**TASK STATEMENT**
Having found the line containing "When queried with" in the data below, reproduce that line and each one after it to the end, exactly, and include nothing else.

**EXERCISE MATERIALS**
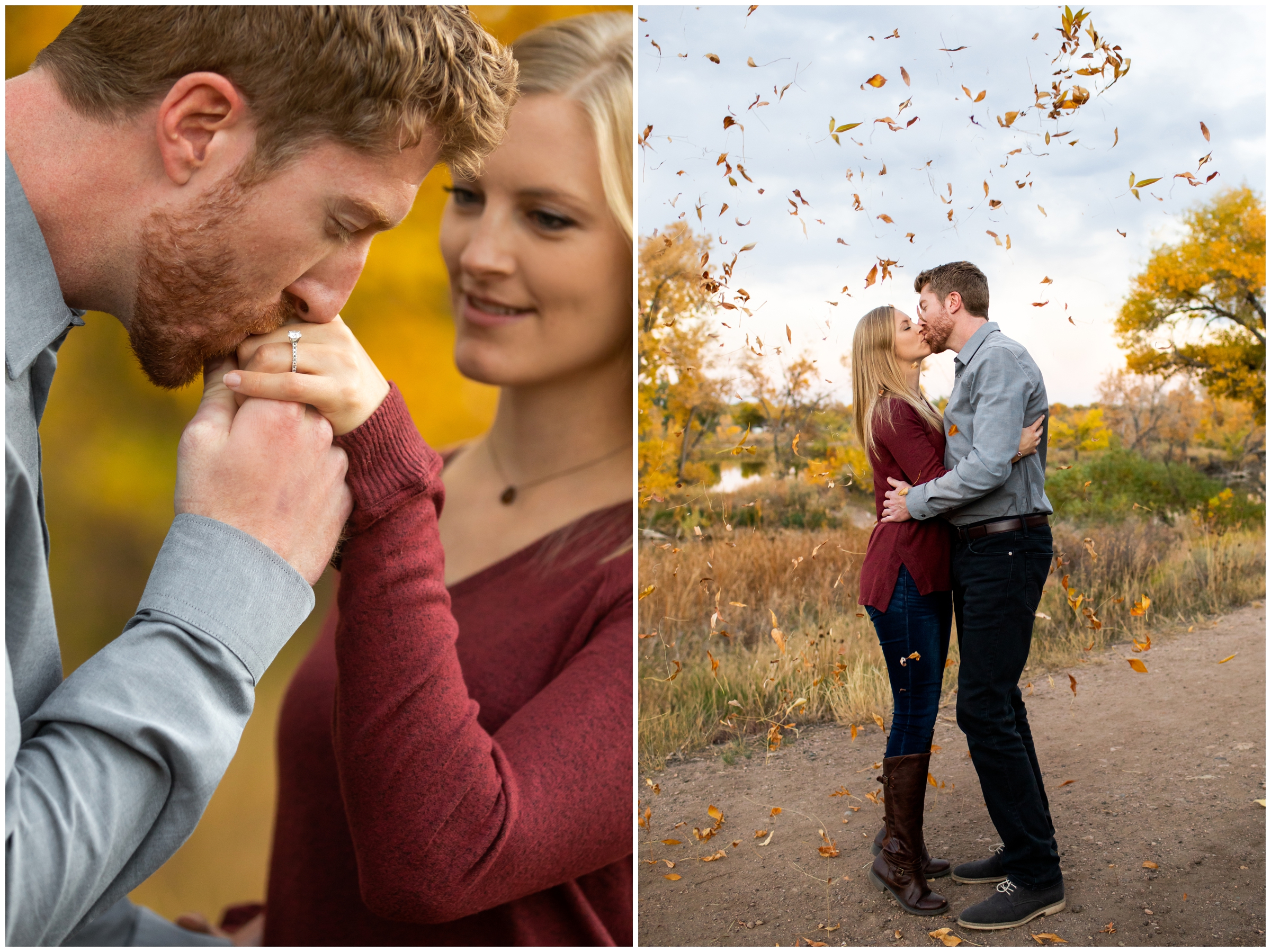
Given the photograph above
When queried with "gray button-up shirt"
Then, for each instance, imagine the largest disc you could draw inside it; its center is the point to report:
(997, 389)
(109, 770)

**FINISHED EXERCISE**
When queried with "gray button-up shirt"
Then, for each instance, imagine the largest disc you could draw inside it; its center is the point to report:
(997, 389)
(109, 770)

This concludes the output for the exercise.